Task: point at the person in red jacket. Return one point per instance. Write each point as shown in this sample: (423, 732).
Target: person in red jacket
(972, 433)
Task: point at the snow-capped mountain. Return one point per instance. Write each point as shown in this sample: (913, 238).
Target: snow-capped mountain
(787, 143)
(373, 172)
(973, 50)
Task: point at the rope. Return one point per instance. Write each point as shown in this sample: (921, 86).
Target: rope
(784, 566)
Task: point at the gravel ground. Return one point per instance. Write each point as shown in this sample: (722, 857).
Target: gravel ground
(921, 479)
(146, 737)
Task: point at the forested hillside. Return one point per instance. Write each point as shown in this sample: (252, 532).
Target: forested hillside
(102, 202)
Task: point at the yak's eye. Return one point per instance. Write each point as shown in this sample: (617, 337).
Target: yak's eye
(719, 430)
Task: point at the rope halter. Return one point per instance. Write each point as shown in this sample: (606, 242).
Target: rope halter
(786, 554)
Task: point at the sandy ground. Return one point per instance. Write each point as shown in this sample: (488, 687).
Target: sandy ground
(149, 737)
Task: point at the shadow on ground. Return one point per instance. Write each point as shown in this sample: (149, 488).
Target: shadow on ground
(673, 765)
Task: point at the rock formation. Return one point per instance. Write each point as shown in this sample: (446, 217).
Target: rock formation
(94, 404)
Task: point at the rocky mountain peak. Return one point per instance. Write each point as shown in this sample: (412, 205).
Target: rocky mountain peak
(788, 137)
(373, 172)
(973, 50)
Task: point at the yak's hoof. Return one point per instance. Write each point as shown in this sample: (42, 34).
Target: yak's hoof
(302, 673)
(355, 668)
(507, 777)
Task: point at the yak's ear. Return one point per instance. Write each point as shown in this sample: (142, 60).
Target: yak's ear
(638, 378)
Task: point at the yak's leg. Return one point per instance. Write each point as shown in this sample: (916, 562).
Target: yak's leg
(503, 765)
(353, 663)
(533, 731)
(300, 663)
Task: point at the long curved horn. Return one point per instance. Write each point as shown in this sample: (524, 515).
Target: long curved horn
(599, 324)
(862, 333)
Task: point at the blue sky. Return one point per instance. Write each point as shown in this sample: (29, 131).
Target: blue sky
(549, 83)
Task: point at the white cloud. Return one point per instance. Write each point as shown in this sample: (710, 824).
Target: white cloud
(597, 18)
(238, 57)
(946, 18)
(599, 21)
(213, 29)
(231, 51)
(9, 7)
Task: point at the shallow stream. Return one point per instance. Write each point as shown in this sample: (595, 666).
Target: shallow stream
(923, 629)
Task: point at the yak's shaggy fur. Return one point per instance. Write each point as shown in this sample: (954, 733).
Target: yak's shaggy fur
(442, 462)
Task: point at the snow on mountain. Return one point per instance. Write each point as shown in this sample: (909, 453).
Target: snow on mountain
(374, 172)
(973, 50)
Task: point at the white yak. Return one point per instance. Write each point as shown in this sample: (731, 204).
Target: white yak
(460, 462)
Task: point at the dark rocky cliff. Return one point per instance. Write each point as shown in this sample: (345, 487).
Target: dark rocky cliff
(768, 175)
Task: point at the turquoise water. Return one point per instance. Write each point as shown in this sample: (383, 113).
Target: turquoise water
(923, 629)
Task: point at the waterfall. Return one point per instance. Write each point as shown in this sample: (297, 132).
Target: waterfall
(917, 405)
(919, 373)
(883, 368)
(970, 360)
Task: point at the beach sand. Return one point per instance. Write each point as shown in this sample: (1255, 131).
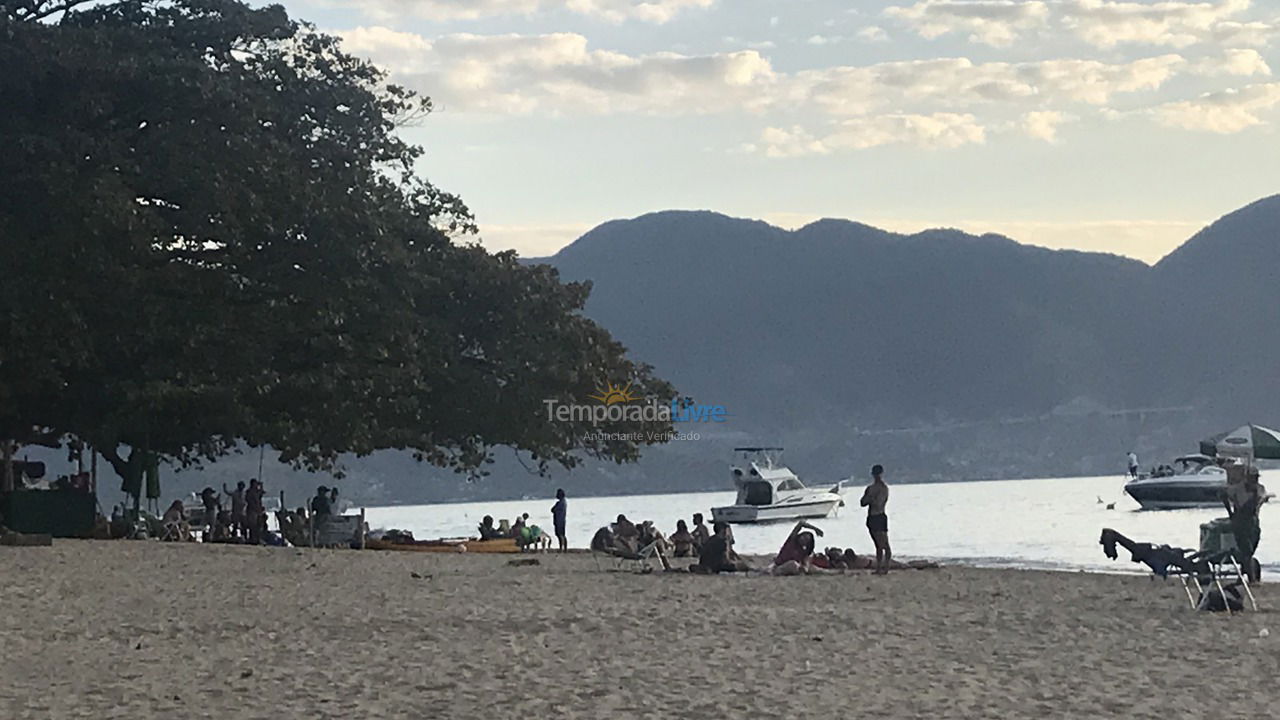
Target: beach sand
(145, 629)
════════════════
Rewrite every one of the records above, swapping "Return one point per instance" for "Give one point for each instance" and leaving everything else unchanged. Leave out the pictures.

Task: point at the person in red jacket. Give one point for each instance. Write each point as shown in this sample: (423, 732).
Target: person in red jacket
(972, 433)
Task: point at the snow-capped mountain. Give one point for each instance. Write each point as shown in this sample: (913, 238).
Target: snow-capped mountain
(787, 143)
(373, 172)
(973, 50)
Task: point at the rope. Give one point for each instance. Write each point as shown in this sample: (921, 86).
Target: rope
(784, 566)
Task: point at the gravel ground. Give one point for each instance. Write each point as shown in this sample: (722, 857).
Target: gravel ground
(921, 479)
(146, 737)
Task: point at the forested hillside. Give one point for each instance. Write each point as shown in this sample: (252, 532).
Target: forested hillside
(102, 202)
Task: point at the yak's eye. Give one point for each instance. Write each point as shown in this sample: (617, 337).
Target: yak's eye
(719, 430)
Task: point at the rope halter. Give one point for each instance. Write each point as shown in this sample: (606, 242).
Target: rope halter
(786, 554)
Task: point at the sandy ground. Give one point for each instance. Write each point as shown in this sample: (488, 687).
Target: sandy ground
(149, 737)
Task: point at the shadow on ground. Give one point for each instance. Write each point as shown in this sample: (149, 488).
Target: shadow on ground
(673, 765)
Task: point at the rock formation. Give one point for each instance. Write each point as shown in this sample: (446, 217).
Target: rock formation
(94, 404)
Task: point at the rocky mountain peak. Give one point for each instance. Write each point as shown in this sample: (412, 205).
Target: rocky mountain peak
(788, 137)
(373, 172)
(973, 50)
Task: point at the yak's hoof. Give one point for each instance. Write each point as shown in this sample: (42, 34).
Target: yak's hoof
(302, 673)
(355, 668)
(507, 777)
Task: point at the yak's ear. Give one point for each instance. Write each point as shown in this sample: (142, 60).
Target: yak's ear
(638, 378)
Task: point at the yak's leg. Give one point for each instance. Write each point as shown in this sample: (916, 562).
Target: yak's leg
(503, 765)
(353, 663)
(533, 731)
(300, 663)
Task: point at the long curved horn. Give one point for each instance. Write each point as shown in this sample: (524, 515).
Target: long curved horn
(599, 324)
(862, 333)
Task: point at the blue sky. Give one point for each instance. Write each point as shown in this sample: (29, 131).
Target: blue sky
(549, 83)
Task: point at the white cloud. Give one point for each instance. Write each point as shown in this sample: (710, 824).
Target: white cloud
(597, 18)
(238, 57)
(946, 18)
(599, 21)
(213, 29)
(231, 51)
(9, 7)
Task: point at the shallow stream. Give one point for each instance. Write each point as shown in this sample: (595, 666).
Target: shallow stream
(923, 629)
Task: point at the yak's shaggy fur. Give one point for each instance. Write each point as shown in this sample: (954, 733).
Target: yak's shaggy fur
(442, 462)
Task: point at the snow on mountain. Give one point for each instance. Write each point as shown in this sample: (909, 453).
Target: snow on mountain
(374, 172)
(973, 50)
Task: point at the white yak. Give one point for each instance. Write each point as shown in this sample: (731, 204).
Target: white yak
(460, 462)
Task: point at the dark rocky cliff. Give one point for each instance. Write each point as shown in this sample: (345, 487).
Target: dark rocky cliff
(768, 175)
Task: point at the turquoise water. Give one point for each instance. Write each point as shown in this sample: (383, 113).
Target: turquoise water
(923, 629)
Task: point at the waterfall. Give one point for each instance. Write each point as shown in this sample: (297, 132).
Target: waterfall
(917, 405)
(919, 373)
(883, 368)
(970, 360)
Task: point at the beach sand. Give one point for each instance. Write each point as shown in this sample: (1255, 131).
Target: beach sand
(145, 629)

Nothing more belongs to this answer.